● Exercise brief: Write out, unchanged, the lines from the one holding "In this exercise you will tag the orange" to the close of the listing. Both the first and last lines belong in it.

● Provided records:
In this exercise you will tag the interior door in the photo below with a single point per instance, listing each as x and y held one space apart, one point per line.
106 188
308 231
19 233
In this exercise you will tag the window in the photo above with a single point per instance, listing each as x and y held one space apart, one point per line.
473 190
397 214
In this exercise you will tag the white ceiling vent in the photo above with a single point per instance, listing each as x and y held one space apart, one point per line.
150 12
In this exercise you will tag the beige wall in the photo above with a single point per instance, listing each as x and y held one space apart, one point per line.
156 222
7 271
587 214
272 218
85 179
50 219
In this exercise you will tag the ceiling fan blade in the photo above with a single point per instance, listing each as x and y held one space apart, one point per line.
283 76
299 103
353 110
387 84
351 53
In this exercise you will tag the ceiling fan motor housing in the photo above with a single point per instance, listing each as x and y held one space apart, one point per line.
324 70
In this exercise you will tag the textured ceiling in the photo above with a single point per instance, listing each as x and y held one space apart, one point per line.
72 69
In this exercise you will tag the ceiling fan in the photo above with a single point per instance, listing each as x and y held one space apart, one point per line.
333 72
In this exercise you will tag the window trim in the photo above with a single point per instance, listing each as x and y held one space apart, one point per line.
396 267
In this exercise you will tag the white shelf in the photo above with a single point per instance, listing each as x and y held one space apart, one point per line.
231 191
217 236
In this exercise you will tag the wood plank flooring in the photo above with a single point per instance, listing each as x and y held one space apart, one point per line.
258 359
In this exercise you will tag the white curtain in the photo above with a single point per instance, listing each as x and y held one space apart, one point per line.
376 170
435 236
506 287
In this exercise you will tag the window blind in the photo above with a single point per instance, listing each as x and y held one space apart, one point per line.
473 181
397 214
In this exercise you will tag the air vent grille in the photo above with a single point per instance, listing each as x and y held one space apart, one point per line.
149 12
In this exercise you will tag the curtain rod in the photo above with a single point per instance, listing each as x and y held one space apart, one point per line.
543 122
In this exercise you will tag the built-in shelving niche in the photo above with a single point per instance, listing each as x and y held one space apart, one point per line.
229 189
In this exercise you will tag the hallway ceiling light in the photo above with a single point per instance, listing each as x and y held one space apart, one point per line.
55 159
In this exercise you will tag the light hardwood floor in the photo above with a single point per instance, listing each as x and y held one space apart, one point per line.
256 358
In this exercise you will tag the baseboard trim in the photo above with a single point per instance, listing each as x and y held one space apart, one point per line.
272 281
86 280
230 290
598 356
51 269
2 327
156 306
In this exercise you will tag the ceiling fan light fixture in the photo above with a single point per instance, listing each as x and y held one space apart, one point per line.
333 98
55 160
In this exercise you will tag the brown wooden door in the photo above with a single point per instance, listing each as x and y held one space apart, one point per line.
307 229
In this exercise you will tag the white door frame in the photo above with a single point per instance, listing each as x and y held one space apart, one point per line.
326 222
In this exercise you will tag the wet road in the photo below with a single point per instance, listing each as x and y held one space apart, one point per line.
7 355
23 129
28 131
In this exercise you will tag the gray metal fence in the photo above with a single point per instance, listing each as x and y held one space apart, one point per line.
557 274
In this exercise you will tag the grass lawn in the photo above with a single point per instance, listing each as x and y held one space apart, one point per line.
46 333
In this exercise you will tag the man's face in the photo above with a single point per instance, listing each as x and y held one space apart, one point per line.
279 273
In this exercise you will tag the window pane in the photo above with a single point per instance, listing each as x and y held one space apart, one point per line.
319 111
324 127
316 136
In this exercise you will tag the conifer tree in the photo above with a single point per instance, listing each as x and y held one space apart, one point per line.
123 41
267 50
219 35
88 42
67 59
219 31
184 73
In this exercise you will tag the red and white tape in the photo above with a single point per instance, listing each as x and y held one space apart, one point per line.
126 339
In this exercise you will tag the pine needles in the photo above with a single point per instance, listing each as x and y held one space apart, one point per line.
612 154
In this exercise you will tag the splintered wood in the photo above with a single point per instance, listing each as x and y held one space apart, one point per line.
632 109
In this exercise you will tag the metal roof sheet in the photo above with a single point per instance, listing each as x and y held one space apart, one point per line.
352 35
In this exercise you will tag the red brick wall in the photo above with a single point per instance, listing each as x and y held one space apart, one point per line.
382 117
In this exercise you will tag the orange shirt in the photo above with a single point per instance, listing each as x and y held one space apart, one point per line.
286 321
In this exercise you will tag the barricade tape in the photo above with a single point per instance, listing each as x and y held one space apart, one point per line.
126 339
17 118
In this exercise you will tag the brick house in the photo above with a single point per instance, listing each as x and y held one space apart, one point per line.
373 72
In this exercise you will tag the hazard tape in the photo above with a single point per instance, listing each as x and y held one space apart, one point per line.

● Written reply:
In this exercise you will tag the orange shirt in the photo above with a single point per instance, listing each as x and y held one space apart, one point per line.
286 321
In this exercise you will tag the barricade tape in the photo above with a single point per instance, listing each as x and y held one space apart, one point per line.
126 339
17 118
In this exercise you will tag the brick house in the photo above with a single point per instance, listing each as x and y held one space apart, one point per line.
373 72
In this exercise you will tag the hazard tape in the photo above with a single point per instance, listing each as x and y held one space apart, one point per line.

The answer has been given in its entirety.